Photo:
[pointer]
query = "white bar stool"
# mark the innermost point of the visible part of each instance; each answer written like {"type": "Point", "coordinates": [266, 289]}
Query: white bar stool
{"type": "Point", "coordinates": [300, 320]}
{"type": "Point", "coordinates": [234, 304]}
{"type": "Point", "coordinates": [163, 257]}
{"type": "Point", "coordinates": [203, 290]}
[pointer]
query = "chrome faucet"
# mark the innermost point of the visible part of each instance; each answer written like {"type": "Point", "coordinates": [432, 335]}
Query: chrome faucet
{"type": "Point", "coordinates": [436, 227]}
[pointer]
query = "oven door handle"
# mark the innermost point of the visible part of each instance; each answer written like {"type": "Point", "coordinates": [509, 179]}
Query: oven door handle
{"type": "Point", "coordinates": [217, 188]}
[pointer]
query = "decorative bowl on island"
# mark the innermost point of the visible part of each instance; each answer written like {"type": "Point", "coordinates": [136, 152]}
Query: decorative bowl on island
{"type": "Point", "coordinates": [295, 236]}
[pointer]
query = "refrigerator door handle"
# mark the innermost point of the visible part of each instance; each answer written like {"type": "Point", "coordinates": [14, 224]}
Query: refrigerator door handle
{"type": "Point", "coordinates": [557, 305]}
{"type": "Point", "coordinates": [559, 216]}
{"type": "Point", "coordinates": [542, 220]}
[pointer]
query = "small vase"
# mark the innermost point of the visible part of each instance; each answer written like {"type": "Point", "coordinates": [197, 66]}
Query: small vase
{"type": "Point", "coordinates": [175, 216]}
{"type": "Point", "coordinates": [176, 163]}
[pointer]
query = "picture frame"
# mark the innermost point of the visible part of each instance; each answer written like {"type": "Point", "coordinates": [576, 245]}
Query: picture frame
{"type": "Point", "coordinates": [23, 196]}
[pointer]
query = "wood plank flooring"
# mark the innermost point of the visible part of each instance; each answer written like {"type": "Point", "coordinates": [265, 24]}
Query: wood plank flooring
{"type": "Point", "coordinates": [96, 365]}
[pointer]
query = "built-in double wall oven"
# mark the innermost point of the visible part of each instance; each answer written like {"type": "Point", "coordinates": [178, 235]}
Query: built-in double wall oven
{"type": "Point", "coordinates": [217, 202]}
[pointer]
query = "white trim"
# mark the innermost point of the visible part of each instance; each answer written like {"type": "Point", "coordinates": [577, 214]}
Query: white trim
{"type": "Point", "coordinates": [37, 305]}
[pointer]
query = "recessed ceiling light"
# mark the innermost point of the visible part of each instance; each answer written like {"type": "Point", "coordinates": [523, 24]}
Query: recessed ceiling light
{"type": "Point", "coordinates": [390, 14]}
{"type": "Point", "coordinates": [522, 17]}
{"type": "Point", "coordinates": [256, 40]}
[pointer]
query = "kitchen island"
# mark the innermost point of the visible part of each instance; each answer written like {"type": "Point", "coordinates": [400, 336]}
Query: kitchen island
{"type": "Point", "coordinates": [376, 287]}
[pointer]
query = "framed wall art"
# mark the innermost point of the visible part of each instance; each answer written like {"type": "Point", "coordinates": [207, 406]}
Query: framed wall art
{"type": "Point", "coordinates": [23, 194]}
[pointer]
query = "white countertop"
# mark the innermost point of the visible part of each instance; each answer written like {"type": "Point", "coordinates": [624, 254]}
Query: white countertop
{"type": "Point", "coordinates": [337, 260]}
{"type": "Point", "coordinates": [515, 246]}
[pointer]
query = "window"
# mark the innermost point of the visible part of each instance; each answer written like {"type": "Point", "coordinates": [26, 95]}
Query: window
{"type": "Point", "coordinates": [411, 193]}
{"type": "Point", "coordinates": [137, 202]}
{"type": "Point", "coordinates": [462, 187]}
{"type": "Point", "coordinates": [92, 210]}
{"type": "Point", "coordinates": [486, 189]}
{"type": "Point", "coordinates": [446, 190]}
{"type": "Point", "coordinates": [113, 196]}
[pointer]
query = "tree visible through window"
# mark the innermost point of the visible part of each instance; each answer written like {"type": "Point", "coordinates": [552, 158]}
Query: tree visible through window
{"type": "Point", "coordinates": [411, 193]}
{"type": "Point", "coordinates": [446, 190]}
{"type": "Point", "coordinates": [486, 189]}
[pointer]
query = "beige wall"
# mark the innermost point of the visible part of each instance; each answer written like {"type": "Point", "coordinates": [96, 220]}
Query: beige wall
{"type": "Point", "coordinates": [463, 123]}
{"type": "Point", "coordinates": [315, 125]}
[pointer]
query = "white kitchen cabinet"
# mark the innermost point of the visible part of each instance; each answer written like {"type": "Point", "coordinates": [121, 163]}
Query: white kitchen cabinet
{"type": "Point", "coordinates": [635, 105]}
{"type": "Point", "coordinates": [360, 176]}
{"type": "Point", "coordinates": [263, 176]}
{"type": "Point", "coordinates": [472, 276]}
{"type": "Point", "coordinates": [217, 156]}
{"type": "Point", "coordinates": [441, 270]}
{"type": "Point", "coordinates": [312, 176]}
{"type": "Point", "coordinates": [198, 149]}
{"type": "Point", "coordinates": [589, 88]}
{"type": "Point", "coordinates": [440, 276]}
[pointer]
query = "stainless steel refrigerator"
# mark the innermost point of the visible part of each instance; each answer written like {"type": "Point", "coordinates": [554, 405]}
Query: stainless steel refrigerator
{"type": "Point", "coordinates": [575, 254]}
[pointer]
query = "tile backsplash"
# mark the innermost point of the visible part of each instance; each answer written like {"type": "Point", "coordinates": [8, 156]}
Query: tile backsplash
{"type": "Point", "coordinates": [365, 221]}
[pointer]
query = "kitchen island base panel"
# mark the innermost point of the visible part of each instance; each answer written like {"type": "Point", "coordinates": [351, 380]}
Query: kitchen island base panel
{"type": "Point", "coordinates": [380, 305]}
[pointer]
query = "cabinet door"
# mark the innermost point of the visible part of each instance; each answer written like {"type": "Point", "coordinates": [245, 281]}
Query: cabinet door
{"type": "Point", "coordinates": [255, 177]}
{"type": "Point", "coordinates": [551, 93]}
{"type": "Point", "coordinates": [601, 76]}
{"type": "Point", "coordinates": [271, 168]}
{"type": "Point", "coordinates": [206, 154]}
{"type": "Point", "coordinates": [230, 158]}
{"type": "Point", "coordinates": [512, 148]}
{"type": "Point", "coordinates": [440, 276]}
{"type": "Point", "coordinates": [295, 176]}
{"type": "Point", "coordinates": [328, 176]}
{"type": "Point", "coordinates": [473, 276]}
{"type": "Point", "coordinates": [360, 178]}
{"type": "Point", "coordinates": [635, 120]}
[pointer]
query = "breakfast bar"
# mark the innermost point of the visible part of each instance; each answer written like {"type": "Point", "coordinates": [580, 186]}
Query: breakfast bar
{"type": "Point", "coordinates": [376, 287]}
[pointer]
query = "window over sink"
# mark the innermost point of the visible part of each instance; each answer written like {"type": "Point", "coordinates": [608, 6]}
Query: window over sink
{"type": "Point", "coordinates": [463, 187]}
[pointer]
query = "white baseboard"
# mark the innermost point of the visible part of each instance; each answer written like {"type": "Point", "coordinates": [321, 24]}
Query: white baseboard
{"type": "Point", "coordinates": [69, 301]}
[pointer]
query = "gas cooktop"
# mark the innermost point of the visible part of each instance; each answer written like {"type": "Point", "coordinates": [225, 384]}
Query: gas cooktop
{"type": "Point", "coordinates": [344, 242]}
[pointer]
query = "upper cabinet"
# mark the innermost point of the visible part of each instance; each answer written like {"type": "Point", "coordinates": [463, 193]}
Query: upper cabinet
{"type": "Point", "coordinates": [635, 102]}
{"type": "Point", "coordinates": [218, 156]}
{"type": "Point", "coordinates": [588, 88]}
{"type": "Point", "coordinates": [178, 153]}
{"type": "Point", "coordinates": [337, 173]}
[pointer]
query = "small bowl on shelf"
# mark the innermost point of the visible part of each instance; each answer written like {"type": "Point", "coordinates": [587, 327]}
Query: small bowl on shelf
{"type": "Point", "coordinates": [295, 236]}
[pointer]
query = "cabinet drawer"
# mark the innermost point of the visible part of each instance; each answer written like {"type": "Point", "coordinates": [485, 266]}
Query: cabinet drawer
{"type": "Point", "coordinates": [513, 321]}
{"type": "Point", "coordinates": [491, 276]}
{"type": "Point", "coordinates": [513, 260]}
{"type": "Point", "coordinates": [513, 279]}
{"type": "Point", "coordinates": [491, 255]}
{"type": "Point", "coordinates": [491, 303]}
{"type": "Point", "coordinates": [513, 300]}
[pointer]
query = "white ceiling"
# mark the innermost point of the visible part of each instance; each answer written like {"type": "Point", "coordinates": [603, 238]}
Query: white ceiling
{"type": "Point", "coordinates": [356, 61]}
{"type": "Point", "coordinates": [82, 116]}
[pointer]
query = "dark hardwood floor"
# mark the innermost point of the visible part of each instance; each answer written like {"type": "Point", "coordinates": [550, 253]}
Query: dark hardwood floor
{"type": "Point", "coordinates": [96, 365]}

..............................

# Task to carry out:
Show each line of the records above that contains the string "hardwood", matching case exactly.

# Response:
query = "dark hardwood floor"
Query: dark hardwood floor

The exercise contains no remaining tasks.